SHORT TASK
Copy out only those lines running from the line with "Each instance receives one keypoint. Mark the person's bare" to the end of the listing, keeping each one exactly as it is.

########

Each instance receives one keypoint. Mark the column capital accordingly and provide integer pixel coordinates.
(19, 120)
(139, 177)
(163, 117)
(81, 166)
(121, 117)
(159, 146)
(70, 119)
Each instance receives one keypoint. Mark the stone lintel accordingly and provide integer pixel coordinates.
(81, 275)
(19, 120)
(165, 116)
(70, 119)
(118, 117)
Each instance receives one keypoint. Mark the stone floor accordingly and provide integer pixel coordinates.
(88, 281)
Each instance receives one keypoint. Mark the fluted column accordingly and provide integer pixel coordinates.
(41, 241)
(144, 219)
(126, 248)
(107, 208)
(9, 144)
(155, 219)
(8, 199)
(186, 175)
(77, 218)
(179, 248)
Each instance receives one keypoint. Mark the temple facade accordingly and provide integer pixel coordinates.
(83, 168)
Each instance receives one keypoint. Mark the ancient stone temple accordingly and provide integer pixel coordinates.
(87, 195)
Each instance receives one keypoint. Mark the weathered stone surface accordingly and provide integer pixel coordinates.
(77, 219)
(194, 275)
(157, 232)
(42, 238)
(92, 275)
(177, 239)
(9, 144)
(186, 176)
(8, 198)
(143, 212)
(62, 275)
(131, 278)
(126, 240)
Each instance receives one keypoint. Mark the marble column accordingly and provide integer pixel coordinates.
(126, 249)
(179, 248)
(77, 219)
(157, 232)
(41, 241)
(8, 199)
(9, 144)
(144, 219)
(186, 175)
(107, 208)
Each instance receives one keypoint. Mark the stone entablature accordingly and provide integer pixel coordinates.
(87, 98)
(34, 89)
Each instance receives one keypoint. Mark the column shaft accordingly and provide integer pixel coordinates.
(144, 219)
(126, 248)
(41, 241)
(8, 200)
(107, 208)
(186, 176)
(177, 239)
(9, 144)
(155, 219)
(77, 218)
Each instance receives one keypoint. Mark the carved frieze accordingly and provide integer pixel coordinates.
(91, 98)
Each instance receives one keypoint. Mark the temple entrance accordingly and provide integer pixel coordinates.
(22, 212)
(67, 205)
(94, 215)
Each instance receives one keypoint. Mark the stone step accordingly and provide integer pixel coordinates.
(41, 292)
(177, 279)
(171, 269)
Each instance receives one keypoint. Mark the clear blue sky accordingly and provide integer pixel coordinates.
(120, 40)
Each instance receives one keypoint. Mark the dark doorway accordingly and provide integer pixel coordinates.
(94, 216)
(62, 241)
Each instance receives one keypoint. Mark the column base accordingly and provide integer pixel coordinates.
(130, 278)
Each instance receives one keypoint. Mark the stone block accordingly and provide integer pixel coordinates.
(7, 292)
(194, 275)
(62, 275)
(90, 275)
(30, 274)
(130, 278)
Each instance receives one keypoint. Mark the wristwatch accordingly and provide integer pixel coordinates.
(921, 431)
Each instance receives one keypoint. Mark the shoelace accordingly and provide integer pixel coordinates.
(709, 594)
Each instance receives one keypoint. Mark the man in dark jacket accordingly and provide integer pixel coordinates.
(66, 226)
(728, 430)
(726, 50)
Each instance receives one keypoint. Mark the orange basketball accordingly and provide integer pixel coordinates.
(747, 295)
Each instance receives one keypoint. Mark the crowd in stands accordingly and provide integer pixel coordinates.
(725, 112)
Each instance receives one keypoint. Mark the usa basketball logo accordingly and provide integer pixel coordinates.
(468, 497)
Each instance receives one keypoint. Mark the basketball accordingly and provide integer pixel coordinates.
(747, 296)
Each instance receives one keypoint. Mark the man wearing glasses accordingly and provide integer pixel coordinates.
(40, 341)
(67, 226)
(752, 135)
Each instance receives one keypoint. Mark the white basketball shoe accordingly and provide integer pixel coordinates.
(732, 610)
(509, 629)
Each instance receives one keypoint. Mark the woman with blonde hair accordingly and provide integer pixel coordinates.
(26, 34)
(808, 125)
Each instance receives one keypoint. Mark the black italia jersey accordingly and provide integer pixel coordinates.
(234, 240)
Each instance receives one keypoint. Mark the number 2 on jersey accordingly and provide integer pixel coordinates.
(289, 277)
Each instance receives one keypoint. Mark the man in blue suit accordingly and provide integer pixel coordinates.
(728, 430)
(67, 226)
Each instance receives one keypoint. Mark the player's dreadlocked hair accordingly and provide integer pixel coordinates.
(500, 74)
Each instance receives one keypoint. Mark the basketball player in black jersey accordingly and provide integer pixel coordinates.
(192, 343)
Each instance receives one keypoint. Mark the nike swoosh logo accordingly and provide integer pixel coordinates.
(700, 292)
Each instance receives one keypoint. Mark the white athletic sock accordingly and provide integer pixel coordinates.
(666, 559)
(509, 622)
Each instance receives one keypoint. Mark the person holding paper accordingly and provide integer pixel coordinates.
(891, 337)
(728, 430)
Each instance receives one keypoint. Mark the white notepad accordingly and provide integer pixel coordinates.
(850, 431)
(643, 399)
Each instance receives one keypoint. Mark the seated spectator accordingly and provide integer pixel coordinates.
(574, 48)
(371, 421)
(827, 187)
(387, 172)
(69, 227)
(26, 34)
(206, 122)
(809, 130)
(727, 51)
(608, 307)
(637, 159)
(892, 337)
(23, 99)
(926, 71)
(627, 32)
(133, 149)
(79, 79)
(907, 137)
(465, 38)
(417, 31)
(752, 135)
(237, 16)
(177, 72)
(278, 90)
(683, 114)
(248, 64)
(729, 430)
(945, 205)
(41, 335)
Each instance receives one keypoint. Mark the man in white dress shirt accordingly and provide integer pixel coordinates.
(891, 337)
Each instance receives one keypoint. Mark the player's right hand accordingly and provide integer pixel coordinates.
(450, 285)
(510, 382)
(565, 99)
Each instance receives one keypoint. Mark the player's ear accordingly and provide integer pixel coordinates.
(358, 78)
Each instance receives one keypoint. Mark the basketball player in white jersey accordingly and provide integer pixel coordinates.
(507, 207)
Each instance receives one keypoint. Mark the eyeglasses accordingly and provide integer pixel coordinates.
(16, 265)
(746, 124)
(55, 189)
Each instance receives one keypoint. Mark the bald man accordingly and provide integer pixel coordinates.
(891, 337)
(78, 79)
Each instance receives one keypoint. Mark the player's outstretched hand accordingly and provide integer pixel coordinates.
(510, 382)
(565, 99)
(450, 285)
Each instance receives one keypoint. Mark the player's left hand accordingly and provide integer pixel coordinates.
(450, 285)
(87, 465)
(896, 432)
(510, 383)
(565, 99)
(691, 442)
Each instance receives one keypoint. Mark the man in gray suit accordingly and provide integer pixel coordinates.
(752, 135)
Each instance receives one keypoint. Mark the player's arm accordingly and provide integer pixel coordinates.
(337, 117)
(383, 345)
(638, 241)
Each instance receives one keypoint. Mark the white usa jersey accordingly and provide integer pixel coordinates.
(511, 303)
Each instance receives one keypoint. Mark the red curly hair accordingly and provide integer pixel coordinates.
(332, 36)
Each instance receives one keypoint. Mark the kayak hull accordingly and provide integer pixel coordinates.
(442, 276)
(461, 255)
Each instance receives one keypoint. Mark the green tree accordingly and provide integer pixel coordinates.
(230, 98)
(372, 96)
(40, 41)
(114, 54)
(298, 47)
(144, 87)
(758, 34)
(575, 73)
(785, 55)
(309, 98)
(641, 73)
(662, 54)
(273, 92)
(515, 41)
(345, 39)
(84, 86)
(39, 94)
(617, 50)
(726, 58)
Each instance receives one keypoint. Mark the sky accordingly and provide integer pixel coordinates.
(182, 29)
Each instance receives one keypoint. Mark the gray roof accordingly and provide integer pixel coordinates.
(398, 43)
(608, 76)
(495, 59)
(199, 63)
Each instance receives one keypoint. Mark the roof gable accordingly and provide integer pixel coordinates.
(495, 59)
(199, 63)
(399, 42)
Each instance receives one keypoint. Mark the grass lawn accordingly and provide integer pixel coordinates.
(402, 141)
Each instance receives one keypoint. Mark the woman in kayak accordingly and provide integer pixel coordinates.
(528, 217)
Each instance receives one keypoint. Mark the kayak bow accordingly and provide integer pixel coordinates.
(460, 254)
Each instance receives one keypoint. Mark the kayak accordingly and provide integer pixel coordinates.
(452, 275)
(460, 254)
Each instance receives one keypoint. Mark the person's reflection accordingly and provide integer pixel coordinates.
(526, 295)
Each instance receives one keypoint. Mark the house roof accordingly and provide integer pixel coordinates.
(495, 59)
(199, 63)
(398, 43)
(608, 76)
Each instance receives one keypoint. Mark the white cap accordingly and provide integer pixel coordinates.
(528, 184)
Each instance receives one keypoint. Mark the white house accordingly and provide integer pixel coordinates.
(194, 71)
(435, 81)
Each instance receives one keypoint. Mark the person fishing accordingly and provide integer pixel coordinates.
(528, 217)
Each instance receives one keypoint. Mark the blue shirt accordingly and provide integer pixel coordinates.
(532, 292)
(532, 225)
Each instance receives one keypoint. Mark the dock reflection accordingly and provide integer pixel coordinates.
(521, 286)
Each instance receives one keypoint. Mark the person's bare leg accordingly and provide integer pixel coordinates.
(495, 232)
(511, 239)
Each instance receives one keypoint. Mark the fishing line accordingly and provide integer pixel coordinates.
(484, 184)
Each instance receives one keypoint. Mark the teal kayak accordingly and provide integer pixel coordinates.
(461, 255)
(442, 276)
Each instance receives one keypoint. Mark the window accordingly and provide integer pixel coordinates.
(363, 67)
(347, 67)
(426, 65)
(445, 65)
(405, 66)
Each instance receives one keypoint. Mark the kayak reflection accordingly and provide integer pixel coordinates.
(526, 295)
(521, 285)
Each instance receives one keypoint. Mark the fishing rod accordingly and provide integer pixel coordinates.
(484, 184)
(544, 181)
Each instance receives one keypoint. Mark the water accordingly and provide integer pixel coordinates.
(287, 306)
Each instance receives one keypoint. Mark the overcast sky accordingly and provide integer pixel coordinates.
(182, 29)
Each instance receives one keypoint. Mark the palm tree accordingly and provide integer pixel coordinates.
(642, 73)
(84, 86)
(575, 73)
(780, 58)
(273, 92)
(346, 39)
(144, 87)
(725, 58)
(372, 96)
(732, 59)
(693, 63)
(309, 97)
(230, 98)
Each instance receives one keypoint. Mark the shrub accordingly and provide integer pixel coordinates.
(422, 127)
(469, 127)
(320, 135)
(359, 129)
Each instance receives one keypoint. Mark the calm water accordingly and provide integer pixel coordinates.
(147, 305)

########

RESULT OF THE EXERCISE
Each instance receives one keypoint. Mark the person's bare leg accordingly and provide integer pixel coordinates.
(495, 232)
(511, 239)
Each instance receives one keypoint. Mark the fishing line accordingly and provide integer pixel coordinates.
(484, 184)
Each instance receives one keypoint. Mark the teal kayak accordingly and provide integer pixel coordinates.
(461, 255)
(442, 276)
Each instance receives one keypoint. Mark the window accordingly and provide integer pixel coordinates.
(363, 67)
(347, 67)
(426, 65)
(445, 65)
(405, 66)
Each instance receives one keypoint. Mark the kayak reflection accordingly and provide integer pixel coordinates.
(526, 295)
(521, 285)
Each instance receives one keypoint. Mark the fishing rod accordingly and provide integer pixel coordinates.
(484, 184)
(544, 181)
Each instance receives one keypoint. Mark the water accordingly and provide integer pixel coordinates.
(287, 306)
Each instance receives one keypoint. Mark the overcast sky accordingly and provide integer pixel coordinates.
(182, 29)
Each instance receives one keypoint. Mark the palm tree accordingly and provide integer pixel coordinates.
(642, 73)
(84, 86)
(575, 73)
(780, 58)
(273, 92)
(346, 39)
(144, 87)
(725, 58)
(372, 96)
(732, 59)
(693, 63)
(309, 97)
(230, 98)
Each instance receives one keypoint. Mark the shrub accordingly and provide integer pixel coordinates.
(422, 127)
(469, 127)
(320, 135)
(359, 129)
Each instance receives one keypoint. Mark the calm water accordingly and provide integer pixel coordinates.
(147, 305)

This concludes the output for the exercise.